Excerpted text:

━━━━━━━━━━━━━━━━━━━━

We evolve environments at the frontier of a reinforcement learning agent's capabilities, leading to self-supervised teacher-student processes with strong zero-shot generalization results for agents learning to walk through challenging terrain and navigating complex human-designed mazes.
Deep reinforcement learning (RL) has seen tremendous success over the past decade. However, agents trained on fixed environments are brittle, often failing the moment the environment changes even slightly, thus limiting the real-world applicability of current RL methods. A common remedy is to introduce more training data diversity by randomizing the environment’s parameters in every episode—a process called domain randomization (DR). For example, these parameters might control the friction coefficient and lighting conditions in a robotic arm simulation or the position of obstacles in a maze (we call each such environment variation a level). Procedurally generating training levels to expose RL agents to more diverse experiences has quickly become a common method for improving the robustness of RL agents. However, DR is often not enough to train robust agents in domains where the agent struggles to make progress on many challenging levels.
Adaptive curriculum methods match the complexity of training levels to an agent’s current capabilities, and have been shown to produce more robust policies in fewer training steps than domain randomization. These methods can be viewed as a game between a teacher that designs challenging levels and a student that solves them. This game is potentially open-ended, leading to the co-evolution of generally-capable students. By tailoring the distribution of entire levels throughout training, adaptive curricula perform unsupervised environment design (UED). However, training an environment-designing teacher is difficult, and the prior state-of-the-art UED method, Prioritized Level Replay (PLR), simply finds challenging levels through random search, making it unable to build off of previously found structures that were useful for training agents in the past. We can also expect its performance to degrade as the size of the design space grows, limiting the potential for open-ended co-evolution between teacher and student. In contrast, the evolutionary processes between organisms and their environments, which UED resembles, efficiently search the design space by successively mutating a population and selecting the fittest individuals.
We combine evolution with a principled regret-based environment designer in an algorithm called Adversarially Compounding Complexity by Editing Levels (ACCEL). As in PLR, our new method uses the difference between how well an agent did in an environment and how well it could have done (a metric known in decision theory as regret) to quantify the learning potential of revisiting this environment in the future. The important difference from PLR is that ACCEL evolves a curriculum by making small edits (e.g. mutations) to previously high regret levels, thus constantly producing new levels at the frontier of the student agent's capabilities. By compounding complexity over time, ACCEL harnesses the potential for efficient, open-ended search inherent to evolution. Our results show that ACCEL’s adaptive curricula lead to RL agents that outperform existing auto-curriculum learning methods.

━━━━━━━━━━━━━━━━━━━━

Given information:
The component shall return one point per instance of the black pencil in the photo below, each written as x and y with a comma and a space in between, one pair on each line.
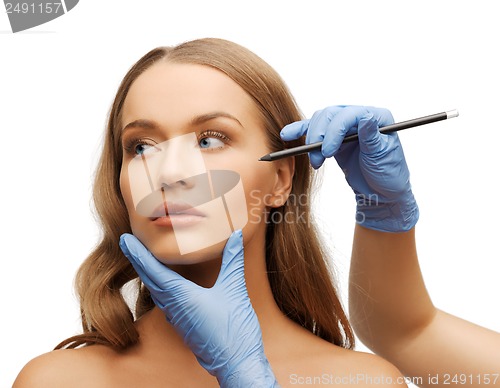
387, 129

━━━━━━━━━━━━━━━━━━━━

Tasks for this exercise:
1. Answer these questions from the text on ACCEL:
(a) What is the process of randomizing an environment's parameters in every episode called?
(b) How does Prioritized Level Replay find challenging levels?
(c) What does the name ACCEL stand for?
2. Duplicate the text on ACCEL word for word, everything from "We evolve environments" down to "complex human-designed mazes.".
3. Go on with the text on ACCEL and evolving training levels, starting after its final sentence.
The material that comes after the text stands apart from it.

Exercise answers:
1.
(a) Domain randomization (DR).
(b) Through random search.
(c) Adversarially Compounding Complexity by Editing Levels.

2.
We evolve environments at the frontier of a reinforcement learning agent's capabilities, leading to self-supervised teacher-student processes with strong zero-shot generalization results for agents learning to walk through challenging terrain and navigating complex human-designed mazes.

3.
The rest of this article describes ACCEL in more technical detail. We first provide the necessary background on the UED formalism, followed by a comprehensive description of the ACCEL algorithm. We then present our experimental results in two challenging domains consisting of maze navigation and continuous-control bipedal locomotion, where ACCEL evolves levels with higher complexity and produces policies exhibiting significantly improved generalization compared to other adaptive curriculum methods.
The RL problem is typically formalized as an agent trying to solve a Markov Decision Process (MDP), which is defined as a tuple $$\langle S, A, \mathcal{T}, \mathcal{R}, \gamma \rangle$$, where $$S$$ and $$A$$ stand for the sets of states and actions respectively and $$\mathcal{T}: S \times A \rightarrow \mathbf{\Delta}(S)$$ is a transition function representing the probability that the system transitions from a state $$s_t \in S$$ to $$s_{t+1} \in S$$ given action $$a_t \in A$$. Each transition also induces an associated reward $$r_t$$ generated by a reward function $$\mathcal{R}: S \rightarrow \mathbb{R}$$, and $$\gamma$$ is a discount factor. When provided with an MDP, the goal of RL is to learn a policy $$\pi$$ that maximizes expected discounted reward, i.e. $$\mathbb{E}\left[\sum_{i=0}^{T} r_t\gamma^t\right]$$.
Despite the generality of the MDP framework, it is often an unrealistic model for real-world environments. First, it assumes full observability of the state, which is often impossible in practice. This is addressed in partially-observable MDPs, or POMDPs, which include an observation function $$\mathcal{I}: S \rightarrow O$$ which maps the true state (which is unknown to the agent) to a potentially noisy set of observations $$O$$. Secondly, the traditional MDP framework assumes a single reward and transition function, which are fixed throughout learning. Instead, in the real world, agents may experience variations not seen during training, which makes it crucial that policies are capable of robust transfer.
To address these issues, we use the recently introduced Underspecified POMDP, or UPOMDP
Unsupervised Environment Design (UED)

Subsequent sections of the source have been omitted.